** START **
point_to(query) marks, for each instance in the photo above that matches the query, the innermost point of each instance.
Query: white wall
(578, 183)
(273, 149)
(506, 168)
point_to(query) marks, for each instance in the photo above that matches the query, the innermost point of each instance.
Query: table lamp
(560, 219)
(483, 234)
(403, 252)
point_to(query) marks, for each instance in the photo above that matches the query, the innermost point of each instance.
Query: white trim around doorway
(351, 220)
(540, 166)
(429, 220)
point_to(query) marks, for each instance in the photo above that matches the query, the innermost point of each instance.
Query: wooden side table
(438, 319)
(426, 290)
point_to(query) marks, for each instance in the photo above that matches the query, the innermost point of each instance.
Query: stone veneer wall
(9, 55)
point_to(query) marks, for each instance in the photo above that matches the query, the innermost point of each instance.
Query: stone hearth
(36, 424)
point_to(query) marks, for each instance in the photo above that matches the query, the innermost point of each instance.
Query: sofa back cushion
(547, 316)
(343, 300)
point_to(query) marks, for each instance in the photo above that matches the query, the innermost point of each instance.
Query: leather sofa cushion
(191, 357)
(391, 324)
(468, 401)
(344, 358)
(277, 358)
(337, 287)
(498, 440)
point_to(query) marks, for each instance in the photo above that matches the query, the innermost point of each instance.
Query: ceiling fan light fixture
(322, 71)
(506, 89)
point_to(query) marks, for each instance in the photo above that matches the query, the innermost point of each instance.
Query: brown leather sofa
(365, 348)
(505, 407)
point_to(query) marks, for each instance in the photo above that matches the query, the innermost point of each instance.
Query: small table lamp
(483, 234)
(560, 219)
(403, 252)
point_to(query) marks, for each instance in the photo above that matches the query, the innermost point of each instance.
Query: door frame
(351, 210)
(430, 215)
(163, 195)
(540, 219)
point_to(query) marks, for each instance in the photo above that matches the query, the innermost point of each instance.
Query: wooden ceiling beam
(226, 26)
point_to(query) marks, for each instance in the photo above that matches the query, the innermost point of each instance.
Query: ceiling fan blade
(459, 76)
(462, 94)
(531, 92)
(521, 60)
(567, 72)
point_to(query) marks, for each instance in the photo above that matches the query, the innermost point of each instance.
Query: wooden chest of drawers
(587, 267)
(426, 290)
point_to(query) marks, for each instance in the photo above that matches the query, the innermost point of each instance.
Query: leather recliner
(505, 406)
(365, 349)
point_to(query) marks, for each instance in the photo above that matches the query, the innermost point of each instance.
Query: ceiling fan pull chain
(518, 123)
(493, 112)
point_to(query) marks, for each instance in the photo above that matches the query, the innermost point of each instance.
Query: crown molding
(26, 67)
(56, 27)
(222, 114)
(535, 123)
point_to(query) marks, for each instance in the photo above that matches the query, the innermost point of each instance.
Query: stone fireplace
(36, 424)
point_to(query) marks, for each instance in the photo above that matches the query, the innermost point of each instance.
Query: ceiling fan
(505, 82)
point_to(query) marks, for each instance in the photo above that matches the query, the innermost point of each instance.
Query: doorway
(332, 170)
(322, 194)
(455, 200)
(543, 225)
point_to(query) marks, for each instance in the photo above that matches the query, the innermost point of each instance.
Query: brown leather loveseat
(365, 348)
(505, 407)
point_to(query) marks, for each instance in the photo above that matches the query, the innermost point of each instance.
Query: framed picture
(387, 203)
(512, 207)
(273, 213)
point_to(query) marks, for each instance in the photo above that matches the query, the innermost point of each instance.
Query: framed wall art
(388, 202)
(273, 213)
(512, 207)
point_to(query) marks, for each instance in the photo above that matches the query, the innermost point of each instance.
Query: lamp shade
** END **
Work to complete ::
State how many lines of the material above contain the word "framed", and give only that number. Case counts.

Response to the task ::
2